Vive le NZ bifteck! EU-NZ negotiations start in June

News that trade negotiations will begin between New Zealand and the European Union, the country's third-largest trading partner, has been well received by local business chiefs.

The agreement to start negotiations represents a significant milestone for the sector in the face of growing protectionist rhetoric worldwide, says Beef + Lamb New Zealand chief executive Sam McIvor. "The FTA [free trade agreement] will create a stable and level playing field which is crucial to the growth and future prosperity of the sheep and beef sector and New Zealand as a whole."

New Zealand pays approximately $53 million in tariffs per year on its red meat exports to the EU, McIvor says.

The Council of the European Union authorised the opening of talks with New Zealand and Australia overnight and EU Trade Commissioner Cecilia Malmström will travel to New Zealand in June for the formal launch of negotiations.

European Commission president Jean-Claude Juncker says the Australasian negotiations are the latest in a series for the Europeans. "These agreements will build on the recent successful agreements with Canada, Japan, Singapore, Vietnam, as well as Mexico among others, expanding the alliance of partners committed to open and rules-based global trade."

The European Union is an important market for New Zealand red meat products, with over $1.8 billion-worth sent there in 2017.

Two-way trade between New Zealand and the EU is worth more than $20 billion a year. "Even excluding the UK, our trade with the EU is worth about $16 billion annually, Trade and Export Growth Minister David Parker said.

McIvor says the European Union is an important market for New Zealand red meat products, with over $1.8 billion-worth sent there in 2017. It is New Zealand’s largest market by region for sheepmeat exports and second-largest for wool and chilled beef exports.

Your tasks:
**A)** Answer these questions from the EU-NZ trade article:
(i) How much does New Zealand pay in tariffs each year on its red meat exports to the EU, according to McIvor?
(ii) Who will travel to New Zealand in June for the formal launch of negotiations?
(iii) For which two exports is the EU New Zealand's second-largest market by region?
**B)** State whether each statement agrees with the EU-NZ trade article, and support each answer with a quotation from it:
(i) The European Union is New Zealand's third-largest trading partner.
(ii) Excluding the UK, New Zealand's trade with the EU is worth about $20 billion a year.
(iii) The Council of the European Union authorized talks with New Zealand only.

Supplied information:
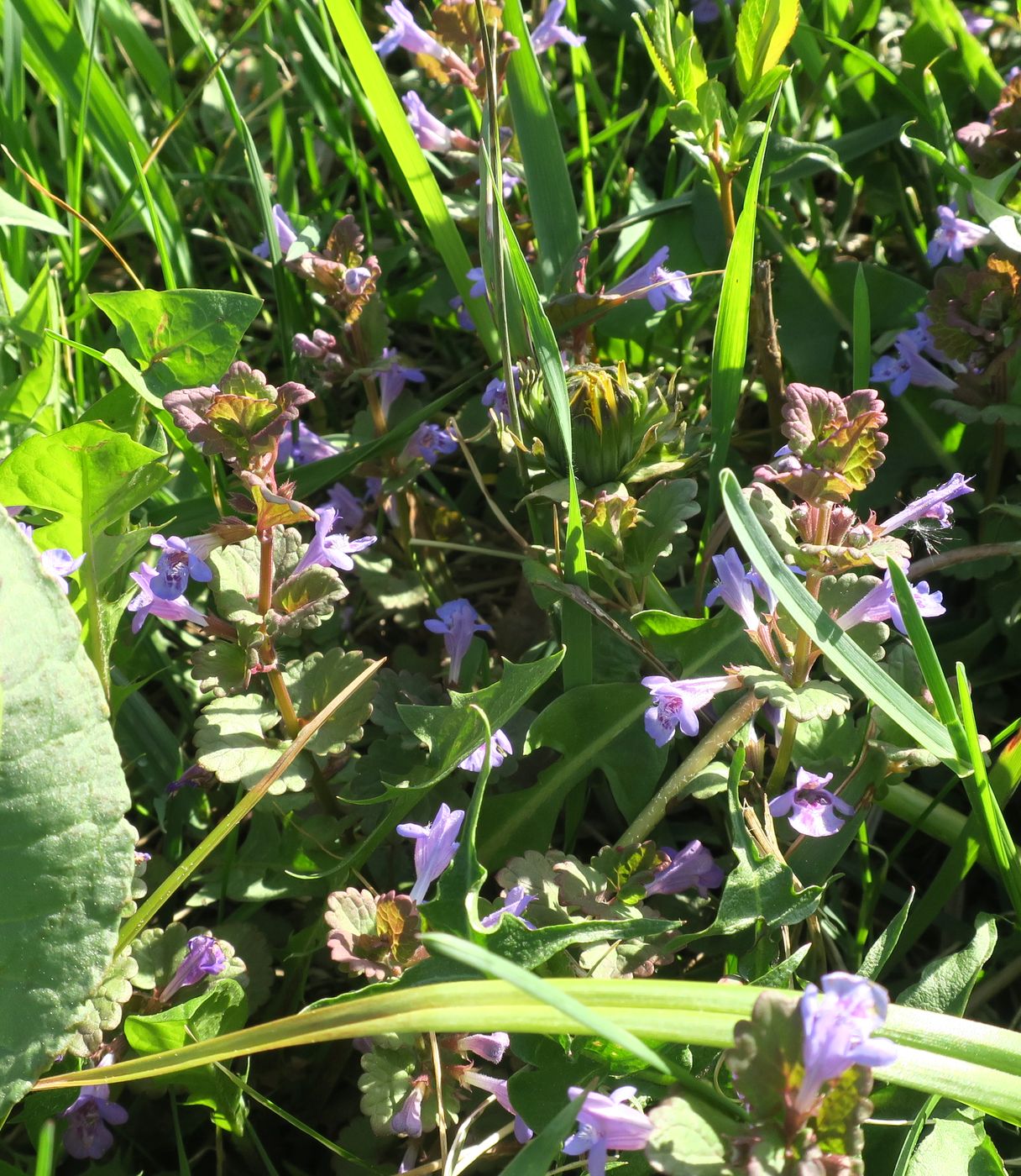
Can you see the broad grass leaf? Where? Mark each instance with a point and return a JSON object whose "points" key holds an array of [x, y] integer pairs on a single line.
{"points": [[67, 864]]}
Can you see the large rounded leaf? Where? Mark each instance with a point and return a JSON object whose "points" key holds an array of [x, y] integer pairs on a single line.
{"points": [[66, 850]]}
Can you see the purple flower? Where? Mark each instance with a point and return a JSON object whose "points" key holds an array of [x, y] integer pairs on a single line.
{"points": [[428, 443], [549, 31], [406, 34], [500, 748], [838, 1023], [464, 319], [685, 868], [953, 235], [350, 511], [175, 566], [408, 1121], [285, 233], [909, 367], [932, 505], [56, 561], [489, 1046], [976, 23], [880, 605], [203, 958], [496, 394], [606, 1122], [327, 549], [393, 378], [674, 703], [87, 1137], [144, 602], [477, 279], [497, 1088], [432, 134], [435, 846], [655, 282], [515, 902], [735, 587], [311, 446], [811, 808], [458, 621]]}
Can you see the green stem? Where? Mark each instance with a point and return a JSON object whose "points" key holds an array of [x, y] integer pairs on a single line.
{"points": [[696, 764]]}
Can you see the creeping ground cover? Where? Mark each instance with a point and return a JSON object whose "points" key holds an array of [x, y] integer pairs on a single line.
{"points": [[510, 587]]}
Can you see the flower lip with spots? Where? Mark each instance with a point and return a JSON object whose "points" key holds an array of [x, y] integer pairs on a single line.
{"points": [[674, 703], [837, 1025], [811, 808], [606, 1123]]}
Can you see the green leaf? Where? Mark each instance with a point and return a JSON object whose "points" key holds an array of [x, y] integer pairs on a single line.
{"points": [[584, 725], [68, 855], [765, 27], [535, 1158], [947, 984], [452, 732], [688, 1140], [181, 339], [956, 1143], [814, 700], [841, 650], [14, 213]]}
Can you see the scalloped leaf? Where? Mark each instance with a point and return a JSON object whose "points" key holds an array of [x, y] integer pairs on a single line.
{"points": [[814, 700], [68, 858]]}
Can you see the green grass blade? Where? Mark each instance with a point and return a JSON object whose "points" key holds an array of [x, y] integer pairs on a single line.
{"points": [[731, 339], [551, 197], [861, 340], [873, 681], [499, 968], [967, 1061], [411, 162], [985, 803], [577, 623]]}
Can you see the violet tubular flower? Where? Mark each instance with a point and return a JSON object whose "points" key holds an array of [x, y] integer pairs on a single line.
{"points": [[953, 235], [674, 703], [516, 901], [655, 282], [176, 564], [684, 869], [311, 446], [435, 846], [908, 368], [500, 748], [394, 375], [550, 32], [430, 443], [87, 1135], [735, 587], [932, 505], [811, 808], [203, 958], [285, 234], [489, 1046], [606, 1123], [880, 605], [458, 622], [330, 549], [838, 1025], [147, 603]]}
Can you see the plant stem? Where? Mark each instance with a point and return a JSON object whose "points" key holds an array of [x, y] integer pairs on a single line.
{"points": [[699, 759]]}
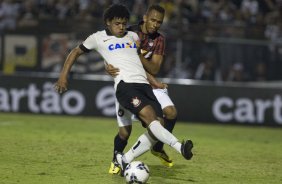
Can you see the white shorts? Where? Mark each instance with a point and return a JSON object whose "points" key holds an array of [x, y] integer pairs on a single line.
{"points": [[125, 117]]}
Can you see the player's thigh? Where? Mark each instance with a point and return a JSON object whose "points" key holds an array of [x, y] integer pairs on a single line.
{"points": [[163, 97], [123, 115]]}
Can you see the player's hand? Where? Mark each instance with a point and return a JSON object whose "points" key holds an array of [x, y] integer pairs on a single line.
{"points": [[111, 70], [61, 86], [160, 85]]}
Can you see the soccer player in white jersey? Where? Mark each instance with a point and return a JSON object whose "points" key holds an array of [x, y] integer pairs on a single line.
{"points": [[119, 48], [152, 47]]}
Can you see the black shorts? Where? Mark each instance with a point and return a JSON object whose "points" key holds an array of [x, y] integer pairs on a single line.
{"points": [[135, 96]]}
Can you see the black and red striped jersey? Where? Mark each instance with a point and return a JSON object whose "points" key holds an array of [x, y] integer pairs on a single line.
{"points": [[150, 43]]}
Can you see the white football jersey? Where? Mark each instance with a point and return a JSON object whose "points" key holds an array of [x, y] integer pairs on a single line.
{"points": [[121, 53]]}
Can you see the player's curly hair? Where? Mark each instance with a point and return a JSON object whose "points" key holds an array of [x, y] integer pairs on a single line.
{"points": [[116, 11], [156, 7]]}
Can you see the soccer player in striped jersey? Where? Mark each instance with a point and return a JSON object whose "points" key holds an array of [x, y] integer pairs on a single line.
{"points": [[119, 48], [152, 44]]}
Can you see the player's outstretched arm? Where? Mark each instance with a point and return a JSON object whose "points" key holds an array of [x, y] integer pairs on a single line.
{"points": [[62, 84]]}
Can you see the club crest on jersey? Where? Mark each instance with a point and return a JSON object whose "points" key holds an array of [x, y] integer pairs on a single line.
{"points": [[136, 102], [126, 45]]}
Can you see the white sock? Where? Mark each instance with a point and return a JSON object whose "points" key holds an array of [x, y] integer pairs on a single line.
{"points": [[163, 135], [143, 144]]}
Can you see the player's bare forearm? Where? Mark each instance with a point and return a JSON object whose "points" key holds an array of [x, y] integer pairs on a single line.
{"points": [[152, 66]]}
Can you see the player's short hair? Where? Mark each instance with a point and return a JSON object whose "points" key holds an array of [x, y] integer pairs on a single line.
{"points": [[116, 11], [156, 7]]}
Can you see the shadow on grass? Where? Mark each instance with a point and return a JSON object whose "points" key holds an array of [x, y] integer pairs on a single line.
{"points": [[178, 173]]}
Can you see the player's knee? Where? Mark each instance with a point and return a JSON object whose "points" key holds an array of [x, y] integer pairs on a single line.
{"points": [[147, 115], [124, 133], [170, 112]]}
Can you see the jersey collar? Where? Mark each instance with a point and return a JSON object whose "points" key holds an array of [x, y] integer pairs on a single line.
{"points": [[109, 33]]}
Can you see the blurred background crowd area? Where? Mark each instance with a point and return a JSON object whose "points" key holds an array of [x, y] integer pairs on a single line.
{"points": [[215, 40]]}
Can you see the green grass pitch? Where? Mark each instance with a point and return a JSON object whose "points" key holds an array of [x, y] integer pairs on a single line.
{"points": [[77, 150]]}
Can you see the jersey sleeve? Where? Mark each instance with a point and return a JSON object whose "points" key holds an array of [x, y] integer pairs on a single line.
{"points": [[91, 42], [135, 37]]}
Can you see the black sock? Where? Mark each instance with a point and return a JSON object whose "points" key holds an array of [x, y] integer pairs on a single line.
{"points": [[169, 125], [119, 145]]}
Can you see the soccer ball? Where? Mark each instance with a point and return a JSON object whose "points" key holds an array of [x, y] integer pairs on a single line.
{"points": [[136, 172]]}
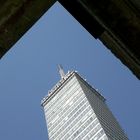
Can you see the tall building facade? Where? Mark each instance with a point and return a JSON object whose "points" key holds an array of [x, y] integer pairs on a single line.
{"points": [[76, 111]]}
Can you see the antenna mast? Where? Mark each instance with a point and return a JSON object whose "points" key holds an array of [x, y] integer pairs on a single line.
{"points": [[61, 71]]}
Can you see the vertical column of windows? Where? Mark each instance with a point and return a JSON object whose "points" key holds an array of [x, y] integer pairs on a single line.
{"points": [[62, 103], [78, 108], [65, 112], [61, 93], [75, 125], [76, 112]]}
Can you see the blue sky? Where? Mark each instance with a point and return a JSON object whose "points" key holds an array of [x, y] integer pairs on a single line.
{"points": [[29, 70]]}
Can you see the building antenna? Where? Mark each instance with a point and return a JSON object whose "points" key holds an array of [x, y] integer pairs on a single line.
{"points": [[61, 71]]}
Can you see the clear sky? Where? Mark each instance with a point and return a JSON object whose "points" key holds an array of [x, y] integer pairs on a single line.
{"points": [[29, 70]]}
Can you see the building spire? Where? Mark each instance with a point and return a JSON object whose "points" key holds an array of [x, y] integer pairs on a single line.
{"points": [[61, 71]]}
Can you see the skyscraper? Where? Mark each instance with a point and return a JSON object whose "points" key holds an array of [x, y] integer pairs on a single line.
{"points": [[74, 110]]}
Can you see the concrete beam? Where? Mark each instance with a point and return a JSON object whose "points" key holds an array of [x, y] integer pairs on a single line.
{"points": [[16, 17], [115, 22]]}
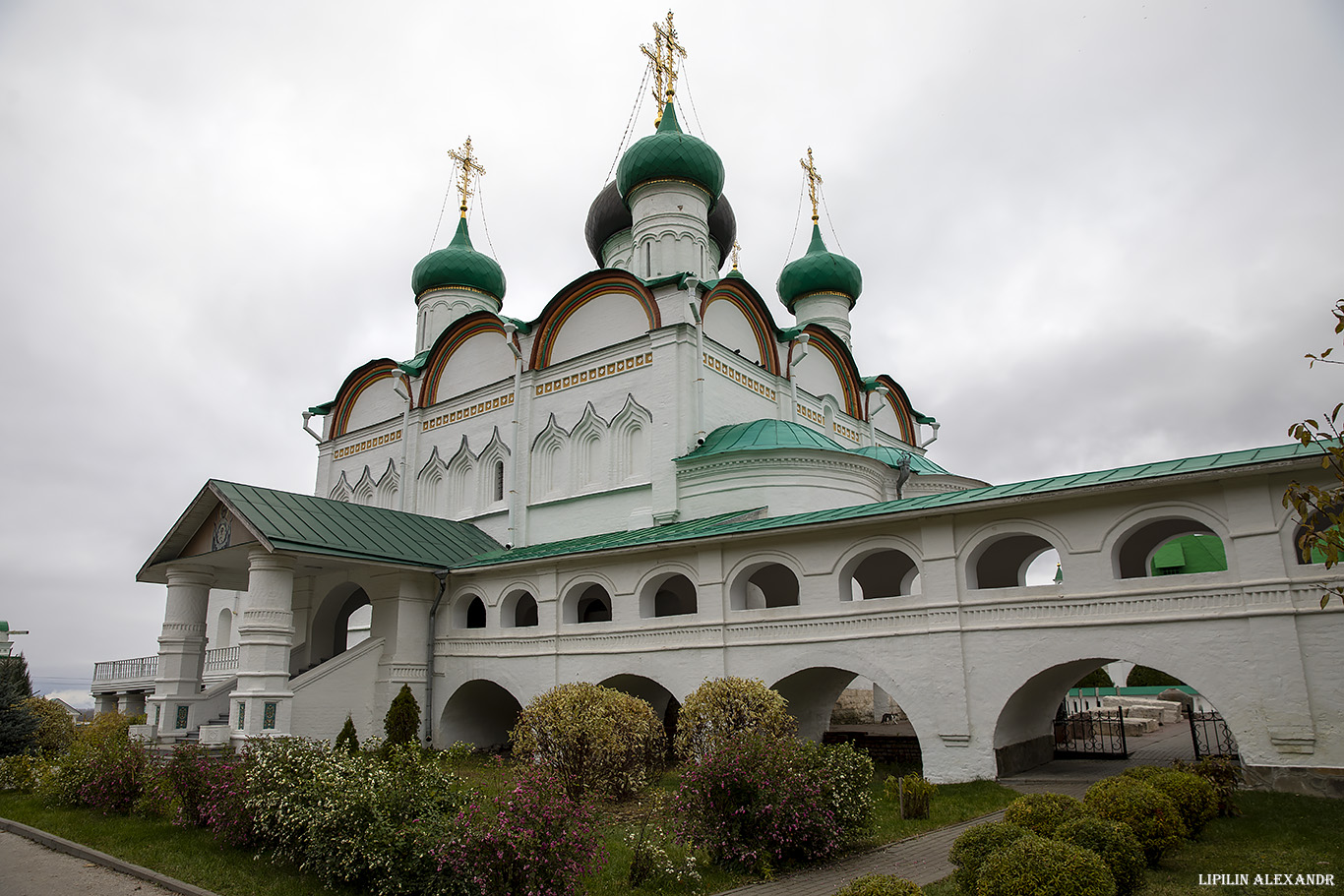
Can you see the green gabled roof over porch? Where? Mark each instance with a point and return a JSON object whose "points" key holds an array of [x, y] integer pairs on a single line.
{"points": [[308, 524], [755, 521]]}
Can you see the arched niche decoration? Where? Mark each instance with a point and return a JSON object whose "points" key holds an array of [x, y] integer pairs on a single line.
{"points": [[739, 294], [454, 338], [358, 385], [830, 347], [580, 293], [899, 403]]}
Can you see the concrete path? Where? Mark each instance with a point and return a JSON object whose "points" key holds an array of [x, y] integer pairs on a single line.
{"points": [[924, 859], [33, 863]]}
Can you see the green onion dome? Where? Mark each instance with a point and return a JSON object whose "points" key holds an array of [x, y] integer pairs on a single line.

Answers given:
**A)**
(i) Approximately $53 million.
(ii) EU Trade Commissioner Cecilia Malmström.
(iii) Wool and chilled beef.

**B)**
(i) Yes: "the country's third-largest trading partner"
(ii) No: "our trade with the EU is worth about $16 billion annually"
(iii) No: "authorised the opening of talks with New Zealand and Australia"